══ TEXTE CITÉ ══
La revue n° 63 e-poésies

e-poésies

Café du métro – angle de la rue de Rennes et rue du Vieux Colombier – 6e arrondissement – lundi 3 octobre à 10 h 50

J’ai trouvé une place juste à côté de la bouche de métro Saint-Sulpice et les passants sont obligés de longer ma table de très près – me frôlant parfois. J’ai habité rue de Rennes entre mes dix et mes treize ans et demi. Ce fut mon premier logement parisien et la rue de Rennes représentait pour moi la quintessence de Paris – la colonne vertébrale de la capitale et sa substantifique moelle. Forcément : à douze ans on se croit au centre de la vie, peu conscient de l’espace et du temps en dehors de son propre corps. À l’époque je voyais Saint-Germain, en bas de la rue, comme un pôle négatif, vers les cendres refroidies des sinistres années cinquante, après lesquelles Juliette Greco avait haï les dimanches, et la tour Montparnasse, en haut, polarisant toutes les attractions et les motifs d’excitation, colorée, musicale, moderne et vivante. Aujourd’hui cette rue est pleine d’une froide austérité automnale mais, dans ma mémoire, le soleil des années 80 irradiait tout le quartier et jusqu’à mes rêves nocturnes. Non pas que mon enfance fut radieuse de bout en bout – loin de là ! – mais mon esprit devait être suffisamment vierge et impressionnable pour capter les rares rayons de passage. Je m’attendais à trouver ce matin dans cette rue une population chic et bourgeoise mais les visages et les tenues respirent plutôt les longs labeurs sans joie et les réveils déjà las et fatigués. Beaucoup ont le smartphone en ligne de mire et plongent dans les entrailles du métro sans le quitter des yeux – tel l’homme-grenouille s’agrippant à son maigre tuba – et il y a sans doute dans les téléphones portables cette vertu d’oxygénation trop sous-estimée. J’habitais il y a quarante ans au-dessus du cinéma nommé à présent l’Arlequin : il s’appelait en ce temps-là le Cosmos et passait exclusivement des films soviétiques dont, ma mère et moi, nous observions les affiches avec un mélange de crainte et de réprobation, comme si une horde de chars russes allait sortir de cette salle et nous écrabouiller illico. Nous regardions aussi la boîte de nuit attenante, et sa glauque enseigne titrée «le Caramel», avec un dégoût mêlé de pitié, tant les hurlements féminins de ce lieu de perdition scandaient scandaleusement (ou horripilaient horriblement) nos pauvres sommeils en lambeaux.
═══
══ DONNÉES FOURNIES ══
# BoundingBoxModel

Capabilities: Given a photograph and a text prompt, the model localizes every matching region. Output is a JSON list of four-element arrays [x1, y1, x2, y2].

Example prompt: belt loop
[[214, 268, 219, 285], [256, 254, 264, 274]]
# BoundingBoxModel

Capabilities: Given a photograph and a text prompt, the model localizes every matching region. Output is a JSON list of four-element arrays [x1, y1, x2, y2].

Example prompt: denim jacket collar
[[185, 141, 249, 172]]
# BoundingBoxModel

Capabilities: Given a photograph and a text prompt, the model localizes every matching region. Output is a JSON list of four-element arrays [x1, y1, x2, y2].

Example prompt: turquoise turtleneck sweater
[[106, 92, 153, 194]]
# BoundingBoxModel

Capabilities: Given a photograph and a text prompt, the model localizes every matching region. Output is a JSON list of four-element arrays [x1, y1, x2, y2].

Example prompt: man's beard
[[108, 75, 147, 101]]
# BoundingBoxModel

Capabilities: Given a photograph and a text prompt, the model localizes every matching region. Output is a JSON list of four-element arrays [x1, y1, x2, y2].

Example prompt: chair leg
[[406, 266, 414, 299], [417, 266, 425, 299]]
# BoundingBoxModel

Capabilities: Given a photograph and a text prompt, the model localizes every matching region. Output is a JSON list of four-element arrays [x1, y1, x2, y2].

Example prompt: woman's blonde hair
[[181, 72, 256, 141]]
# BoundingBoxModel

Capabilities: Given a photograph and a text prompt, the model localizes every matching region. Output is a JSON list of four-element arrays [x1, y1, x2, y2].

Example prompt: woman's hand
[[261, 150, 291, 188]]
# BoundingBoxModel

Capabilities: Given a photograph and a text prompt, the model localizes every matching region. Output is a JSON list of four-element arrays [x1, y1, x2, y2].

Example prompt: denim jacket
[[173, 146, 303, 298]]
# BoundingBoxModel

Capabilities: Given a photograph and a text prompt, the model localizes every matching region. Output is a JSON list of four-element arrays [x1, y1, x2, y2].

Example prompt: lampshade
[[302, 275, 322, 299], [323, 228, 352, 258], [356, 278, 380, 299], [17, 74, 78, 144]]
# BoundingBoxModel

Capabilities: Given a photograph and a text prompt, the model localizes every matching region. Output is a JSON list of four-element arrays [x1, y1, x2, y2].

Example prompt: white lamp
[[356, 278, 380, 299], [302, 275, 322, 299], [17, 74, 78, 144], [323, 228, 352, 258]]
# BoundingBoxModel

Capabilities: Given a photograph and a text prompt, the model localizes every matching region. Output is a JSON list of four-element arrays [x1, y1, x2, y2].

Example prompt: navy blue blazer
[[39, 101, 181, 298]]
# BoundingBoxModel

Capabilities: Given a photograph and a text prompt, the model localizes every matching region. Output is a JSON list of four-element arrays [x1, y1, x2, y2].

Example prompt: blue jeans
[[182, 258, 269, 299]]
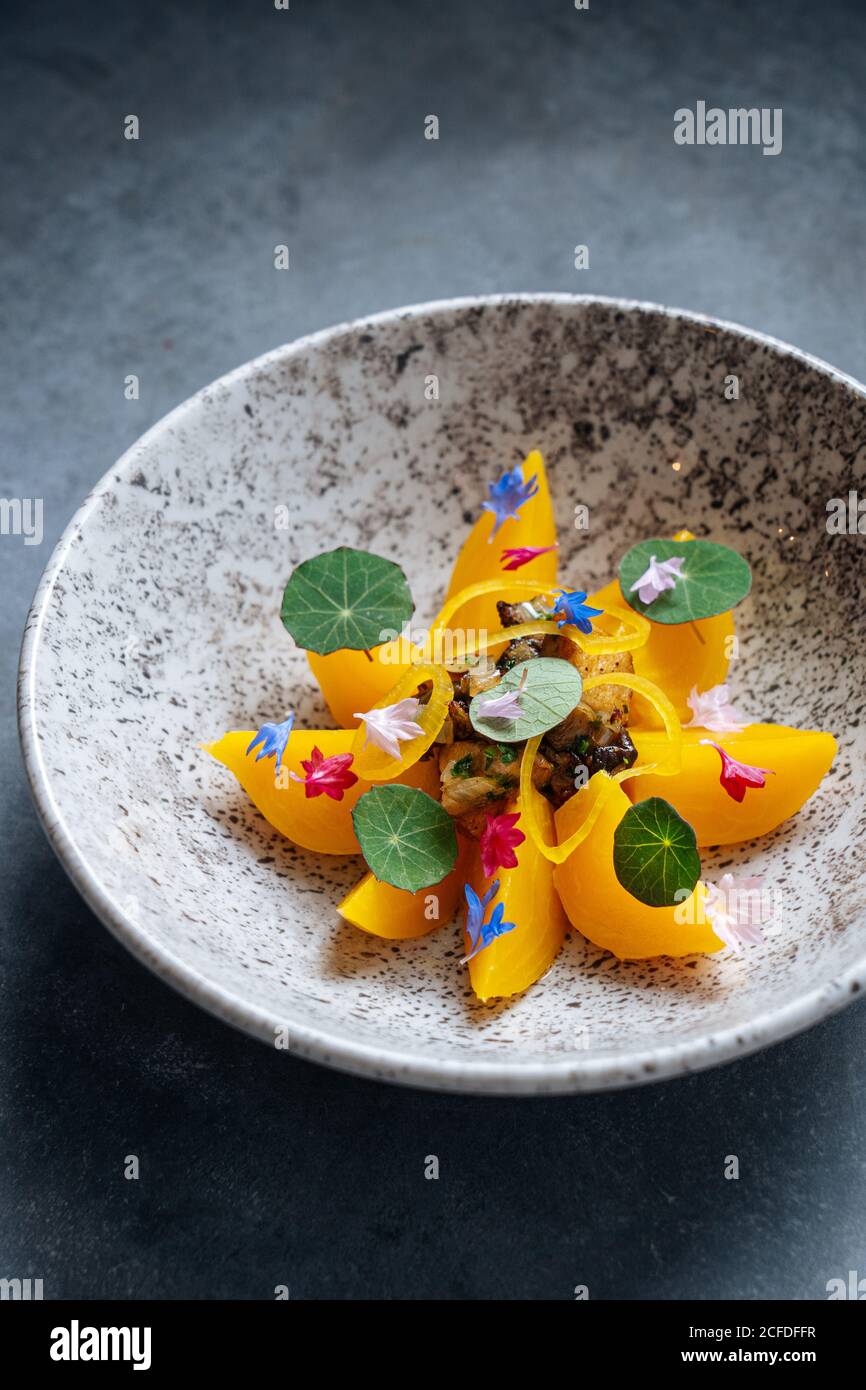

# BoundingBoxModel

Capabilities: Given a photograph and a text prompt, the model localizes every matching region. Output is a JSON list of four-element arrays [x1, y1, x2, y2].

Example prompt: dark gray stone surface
[[0, 0, 866, 1298]]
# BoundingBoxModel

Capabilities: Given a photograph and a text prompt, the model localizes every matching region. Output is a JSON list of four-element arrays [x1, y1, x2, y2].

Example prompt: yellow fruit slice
[[307, 639, 421, 728], [626, 724, 837, 845], [463, 788, 569, 1002], [203, 728, 439, 855], [352, 663, 453, 783], [553, 773, 723, 960], [446, 449, 556, 632], [336, 835, 475, 941]]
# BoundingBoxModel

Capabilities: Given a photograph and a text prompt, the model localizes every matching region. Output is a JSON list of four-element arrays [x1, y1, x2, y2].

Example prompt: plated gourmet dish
[[209, 453, 835, 1001]]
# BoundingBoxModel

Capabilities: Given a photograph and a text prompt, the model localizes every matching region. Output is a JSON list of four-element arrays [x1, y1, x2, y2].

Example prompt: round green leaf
[[352, 783, 457, 892], [468, 656, 584, 744], [613, 796, 701, 908], [279, 545, 414, 656], [620, 541, 752, 623]]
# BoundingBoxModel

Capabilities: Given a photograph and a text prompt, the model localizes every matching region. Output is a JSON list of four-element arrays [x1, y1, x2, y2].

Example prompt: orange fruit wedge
[[553, 773, 723, 960], [203, 728, 439, 855], [624, 724, 837, 845]]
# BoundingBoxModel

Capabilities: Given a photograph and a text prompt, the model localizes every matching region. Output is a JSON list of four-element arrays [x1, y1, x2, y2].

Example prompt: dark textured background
[[0, 0, 866, 1298]]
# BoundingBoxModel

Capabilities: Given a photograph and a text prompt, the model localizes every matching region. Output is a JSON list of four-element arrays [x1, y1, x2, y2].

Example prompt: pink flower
[[353, 695, 424, 758], [478, 812, 527, 878], [628, 555, 685, 603], [292, 746, 357, 801], [499, 545, 557, 570], [698, 738, 774, 801], [685, 685, 748, 734], [703, 873, 773, 955]]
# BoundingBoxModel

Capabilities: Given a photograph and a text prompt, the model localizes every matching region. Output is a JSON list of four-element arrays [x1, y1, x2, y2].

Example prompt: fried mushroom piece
[[496, 594, 634, 726], [439, 738, 520, 835], [532, 706, 638, 809]]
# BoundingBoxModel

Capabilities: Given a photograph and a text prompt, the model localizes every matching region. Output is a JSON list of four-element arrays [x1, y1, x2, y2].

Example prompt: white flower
[[481, 666, 530, 719], [703, 873, 773, 955], [353, 695, 424, 758], [630, 555, 685, 603], [685, 685, 748, 734]]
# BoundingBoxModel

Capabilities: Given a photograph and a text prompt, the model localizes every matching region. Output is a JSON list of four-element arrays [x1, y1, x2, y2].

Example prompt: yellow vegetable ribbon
[[352, 662, 453, 781], [520, 671, 683, 865]]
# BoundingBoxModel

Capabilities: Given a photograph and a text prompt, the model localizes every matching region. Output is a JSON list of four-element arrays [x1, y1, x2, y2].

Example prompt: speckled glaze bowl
[[21, 295, 866, 1094]]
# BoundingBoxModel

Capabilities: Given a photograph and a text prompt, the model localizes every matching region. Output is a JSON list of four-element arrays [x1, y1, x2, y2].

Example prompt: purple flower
[[553, 589, 605, 635], [246, 714, 295, 771], [481, 463, 538, 545], [628, 555, 685, 603], [463, 878, 517, 965], [463, 878, 499, 947]]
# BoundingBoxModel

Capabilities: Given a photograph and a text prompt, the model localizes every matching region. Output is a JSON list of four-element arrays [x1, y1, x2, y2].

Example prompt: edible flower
[[553, 589, 605, 635], [703, 873, 773, 955], [289, 745, 357, 801], [461, 880, 517, 965], [698, 738, 774, 801], [630, 555, 685, 603], [481, 666, 530, 722], [352, 695, 424, 758], [246, 714, 295, 771], [481, 463, 538, 545], [685, 685, 748, 734], [499, 545, 557, 570], [478, 812, 527, 878]]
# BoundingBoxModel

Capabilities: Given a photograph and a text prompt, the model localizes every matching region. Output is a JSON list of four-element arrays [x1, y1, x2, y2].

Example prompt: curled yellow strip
[[520, 671, 683, 865], [424, 575, 652, 670], [352, 662, 453, 781]]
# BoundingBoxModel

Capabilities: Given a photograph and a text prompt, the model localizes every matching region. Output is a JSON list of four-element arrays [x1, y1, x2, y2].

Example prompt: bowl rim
[[18, 292, 866, 1095]]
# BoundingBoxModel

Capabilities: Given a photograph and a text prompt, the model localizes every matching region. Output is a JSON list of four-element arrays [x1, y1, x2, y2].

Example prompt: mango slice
[[553, 778, 723, 960], [587, 580, 734, 728], [204, 733, 439, 855], [446, 449, 556, 632], [336, 835, 475, 941], [307, 639, 421, 733], [626, 724, 837, 845], [463, 791, 569, 1002]]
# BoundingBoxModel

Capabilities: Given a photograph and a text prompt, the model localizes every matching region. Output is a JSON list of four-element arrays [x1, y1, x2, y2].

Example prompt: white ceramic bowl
[[21, 295, 866, 1094]]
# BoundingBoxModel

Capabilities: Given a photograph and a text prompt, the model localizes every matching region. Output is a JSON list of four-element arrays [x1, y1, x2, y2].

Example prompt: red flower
[[480, 812, 527, 878], [701, 738, 774, 801], [499, 545, 556, 570], [292, 746, 357, 801]]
═══
EXERCICE COURT 1
Les affirmations (a), (b) et (c) concordent-elles avec le texte sur la rue de Rennes ? Pour chacune, répondez par oui ou non et citez à l'identique les mots du texte qui tranchent. (a) La rue de Rennes a été habitée entre dix et treize ans et demi. (b) Le cinéma s'appelait autrefois l'Arlequin. (c) Ce cinéma projetait des films américains.
EXERCICE COURT 2
D'après le texte sur la rue de Rennes, pourquoi la boîte de nuit « le Caramel » était-elle regardée avec un dégoût mêlé de pitié ? Répondez en une à trois phrases.
EXERCICE COURT 3
Écrivez la suite du texte sur la rue de Rennes en partant de sa dernière phrase.
Les données constituent un ensemble à part, sans lien avec le texte sur la rue de Rennes.

RÉPONSE ÉCRITE 1
(a) Oui : « J’ai habité rue de Rennes entre mes dix et mes treize ans et demi. »
(b) Non : « il s’appelait en ce temps-là le Cosmos ».
(c) Non : « passait exclusivement des films soviétiques ».

RÉPONSE ÉCRITE 2
Les hurlements féminins qui sortaient de ce « lieu de perdition » venaient troubler les nuits de la mère et de son enfant. Selon le texte, ces cris « scandaient scandaleusement (ou horripilaient horriblement) nos pauvres sommeils en lambeaux ».

RÉPONSE ÉCRITE 3
Tout cela n’existe plus maintenant, sauf dans ma tête et peut-être dans celle de ces hurleuses en détresse.
Et, sous le torrent de la mémoire, il m’apparaît que cette préadolescence ne fut pas si lumineuse qu’on veut bien le dire mais, au fin fond de certaines ténèbres je trouvais matière à projeter de jolies et bizarres fantasmagories et les rares bouquets d’étincelles prenaient d’autant plus de relief et de panache.